▶ _DOCUMENT PASSAGE_:
The name’s Davenport. I review games.
So the other day my buddy Scotty the Dwarf came by for a visit to my office. Thing is, he ditched his usual grimy armor and battle axe for some really fancy new duds and one serious hand cannon. What gives, I wanted to know?
“Laddie, today I’m here to talk to ye about Grimmgard,” he says. “In Grimmgard, I’m one of the Dwarven. We’re the sophisticated, amiable types. Got damned fine technology, too.”
“So you aren’t the short-tempered ones?” I says.
“Don’t start, laddie…” he says.
“Well, if you’re the sophisticated fellas, where does that leave the Elves?” I says.
“No Elves,” he says. “But there are Ogres, and Beastfolk, and these wee mushroom gnomes, and a lot more besides. And they have all sorts o’ technology, from airships and trains to plasma rifles and teleporters.”
“Sounds good,” I says. “I’ll get to it shortly.”
“I’m warnin’ ye, laddie…”
Grimmgard presents a fantasy world with some odd twists and turns, largely in terms of technology. Where most of the world sits at a Medieval tech level, various species possess wonders like steam power, airships, trains, battle armor, massive force fields, anti-gravity craft, telepathy devices, and even nuclear fission. The book doesn’t do a very convincing job of explaining what keeps the more advanced species from running roughshod over their less advanced brethren, but the gonzo mix definitely appeals to me. (Curiously, while there are man-portable cannons and flame throwers, nobody has come up with basic firearms.)
Unlike many fantasy settings, Grimmgard offers three distinct ages in which to set your campaigns. In the first, the Annihilation Age, the forces of Chaos rise in an attempt to destroy the Order-spawned world. In the second, the Winter Age, a magical ice age covers the land while the wicked sorcerous Ever-King conquers the Human kingdoms. In the third, the Garden Age, the land faces invasion by the advanced Tyreans from across the sea.
The game features a number of races to play:
- Humans: Noteworthy because they aren’t a “baseline” race, the Humans have their own strengths and weaknesses in terms of attributes. Humans may come from five very different cultures. Most sorcerers are Human, as are all alchemists.
- Dwarven: Like the typical fantasy dwarves, the Dwarven are short, stocky, and good with machines. The similarities end there, as the Dwarven are a sophisticated lot, more charismatic than they are physically tough.

▶ _DATA EXCERPTS_:
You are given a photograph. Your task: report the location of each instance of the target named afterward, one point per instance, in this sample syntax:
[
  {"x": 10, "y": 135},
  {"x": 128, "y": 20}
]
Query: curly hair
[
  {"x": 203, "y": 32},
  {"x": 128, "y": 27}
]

▶ _AIM_: In the Grimmgard review, change "stocky" to "sturdy" and give the passage between "- Dwarven: Like" and "are physically tough.", inclusive. The data have no connection to the Grimmgard review.

▶ _RESPONSE_:
- Dwarven: Like the typical fantasy dwarves, the Dwarven are short, sturdy, and good with machines. The similarities end there, as the Dwarven are a sophisticated lot, more charismatic than they are physically tough.